### Verilen Metin
++++++++++++++++++++

Dava dışı ortak … tarafından, davacı ortak hakkında yapılan şikayet üzerine İzmir … Asliye Ceza Mahkemesinin …/… esas sayılı dosyasında; davacı hakkında özel belgede sahtecilik ve hizmet nedeniyle güveni kötüye kullanma suçları ile açılan kamu davası sonunda, davacının hizmet nedeniyle güveni kötüye kullanmak suçundan delil yetersizliğinden beraatine, özel belgede sahtecilik suçundan ise cezalandırılmasına ilişkin verilen karar 17/07/2019 tarihinde kesinleşmiştir.
Bildirilen tüm deliller toplandıktan sonra şirkete ait defter ve kayıtlar üzerinde bilirkişi incelemesi yapılmış, mahkememizce usul, yasa ve dosya kapsamına uygun görülen gerekçeli ve hükme elverişli nitelikteki raporda; şirketin 2014, 2015, 2016, 2017 ile 2018 yılında satışa konu ticari işlemlerinin olduğu, son işlemin 2018 yılında bir satış faturası ile yapıldığı, 2019 ve 2020 yılında herhangi bir işlemin bulunmadığı, 2014 yılı için 2.953,98 TL, 2016 yılı için 6.369,68 TL dönem net karı elde edip, 2015 yılı için 10.685,14 TL , 2017 yılı için 5.508,82 TL, 2018 yılı için 6.973,68 TL , 2019 yılı için 9.354,05 TL ve 2020 yılının ilk dokuz aylık dönemi için 5.625,00 TL zarar ettiği bildirilmiştir.

++++++++++++++++++++

[Saklanan veri kayıtları]
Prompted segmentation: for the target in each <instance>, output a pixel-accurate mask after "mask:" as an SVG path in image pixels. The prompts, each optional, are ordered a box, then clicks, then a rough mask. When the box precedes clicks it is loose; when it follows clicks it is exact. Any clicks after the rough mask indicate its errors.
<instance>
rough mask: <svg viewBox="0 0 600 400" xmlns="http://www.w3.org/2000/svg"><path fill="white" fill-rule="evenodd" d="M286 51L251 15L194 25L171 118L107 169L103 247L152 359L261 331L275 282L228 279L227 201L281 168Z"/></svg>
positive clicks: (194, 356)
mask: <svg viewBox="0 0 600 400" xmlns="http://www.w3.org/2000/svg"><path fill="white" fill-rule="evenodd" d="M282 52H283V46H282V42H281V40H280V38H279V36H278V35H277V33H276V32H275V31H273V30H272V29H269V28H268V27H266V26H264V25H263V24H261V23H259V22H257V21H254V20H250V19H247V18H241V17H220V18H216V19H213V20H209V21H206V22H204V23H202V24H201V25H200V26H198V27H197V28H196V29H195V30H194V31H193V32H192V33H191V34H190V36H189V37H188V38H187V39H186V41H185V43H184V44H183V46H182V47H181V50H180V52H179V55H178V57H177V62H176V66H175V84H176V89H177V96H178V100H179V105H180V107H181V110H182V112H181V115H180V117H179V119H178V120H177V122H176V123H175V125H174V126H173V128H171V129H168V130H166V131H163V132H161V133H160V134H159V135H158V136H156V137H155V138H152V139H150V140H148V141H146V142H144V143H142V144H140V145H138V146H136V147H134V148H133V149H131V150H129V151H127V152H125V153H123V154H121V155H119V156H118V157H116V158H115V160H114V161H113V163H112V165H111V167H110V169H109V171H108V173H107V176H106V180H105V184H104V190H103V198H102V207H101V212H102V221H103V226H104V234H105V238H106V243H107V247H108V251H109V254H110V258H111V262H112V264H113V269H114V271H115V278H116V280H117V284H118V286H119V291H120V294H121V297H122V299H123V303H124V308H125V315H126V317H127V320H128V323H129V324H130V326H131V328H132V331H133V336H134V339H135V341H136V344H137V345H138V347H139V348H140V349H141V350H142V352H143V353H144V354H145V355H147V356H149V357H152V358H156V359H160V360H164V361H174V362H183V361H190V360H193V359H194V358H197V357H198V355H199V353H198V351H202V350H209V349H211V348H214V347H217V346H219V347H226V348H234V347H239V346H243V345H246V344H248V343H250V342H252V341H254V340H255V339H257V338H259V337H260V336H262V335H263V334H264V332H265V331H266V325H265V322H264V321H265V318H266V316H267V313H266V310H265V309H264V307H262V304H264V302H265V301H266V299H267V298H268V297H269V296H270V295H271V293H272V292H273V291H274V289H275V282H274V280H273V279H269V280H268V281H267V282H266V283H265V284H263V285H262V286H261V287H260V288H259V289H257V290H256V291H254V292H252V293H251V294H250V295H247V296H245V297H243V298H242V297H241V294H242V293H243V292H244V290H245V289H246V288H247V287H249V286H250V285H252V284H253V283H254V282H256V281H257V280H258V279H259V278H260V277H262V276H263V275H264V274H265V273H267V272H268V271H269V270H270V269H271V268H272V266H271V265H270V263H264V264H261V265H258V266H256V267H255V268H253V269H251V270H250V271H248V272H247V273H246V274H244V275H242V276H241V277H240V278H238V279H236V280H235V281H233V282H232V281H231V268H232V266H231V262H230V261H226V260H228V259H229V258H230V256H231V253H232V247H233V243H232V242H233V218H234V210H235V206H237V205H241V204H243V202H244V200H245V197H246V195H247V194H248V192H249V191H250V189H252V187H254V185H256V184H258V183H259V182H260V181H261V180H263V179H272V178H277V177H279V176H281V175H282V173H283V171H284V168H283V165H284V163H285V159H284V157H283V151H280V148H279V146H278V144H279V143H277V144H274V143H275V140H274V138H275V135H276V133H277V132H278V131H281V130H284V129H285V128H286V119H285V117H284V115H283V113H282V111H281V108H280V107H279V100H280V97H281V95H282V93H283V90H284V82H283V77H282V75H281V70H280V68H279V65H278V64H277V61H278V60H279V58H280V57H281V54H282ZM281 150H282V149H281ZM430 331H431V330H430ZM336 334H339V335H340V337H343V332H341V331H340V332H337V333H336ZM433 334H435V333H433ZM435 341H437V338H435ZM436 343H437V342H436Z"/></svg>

++++++++++++++++++++

### Görev 1
Verilen metinde "Dava dışı ortak" sözcüklerini içeren kısımla başlayıp "17/07/2019 tarihinde kesinleşmiştir." sözcükleriyle biten bölümü hiçbir değişiklik yapmadan yazınız.
### Görev 2
Satırların başından "positive clicks: (194, 356)" ifadesini içeren satıra kadar olan satırları, iki uç da dahil olmak üzere, her satır için bir dize içeren bir JSON listesi olarak düzenleyiniz. Boş satırları listeye almayınız.

### Görev Yanıtı 1
Dava dışı ortak … tarafından, davacı ortak hakkında yapılan şikayet üzerine İzmir … Asliye Ceza Mahkemesinin …/… esas sayılı dosyasında; davacı hakkında özel belgede sahtecilik ve hizmet nedeniyle güveni kötüye kullanma suçları ile açılan kamu davası sonunda, davacının hizmet nedeniyle güveni kötüye kullanmak suçundan delil yetersizliğinden beraatine, özel belgede sahtecilik suçundan ise cezalandırılmasına ilişkin verilen karar 17/07/2019 tarihinde kesinleşmiştir.

### Görev Yanıtı 2
[
  "Prompted segmentation: for the target in each <instance>, output a pixel-accurate mask after \"mask:\" as an SVG path in image pixels. The prompts, each optional, are ordered a box, then clicks, then a rough mask. When the box precedes clicks it is loose; when it follows clicks it is exact. Any clicks after the rough mask indicate its errors.",
  "<instance>",
  "rough mask: <svg viewBox=\"0 0 600 400\" xmlns=\"http://www.w3.org/2000/svg\"><path fill=\"white\" fill-rule=\"evenodd\" d=\"M286 51L251 15L194 25L171 118L107 169L103 247L152 359L261 331L275 282L228 279L227 201L281 168Z\"/></svg>",
  "positive clicks: (194, 356)"
]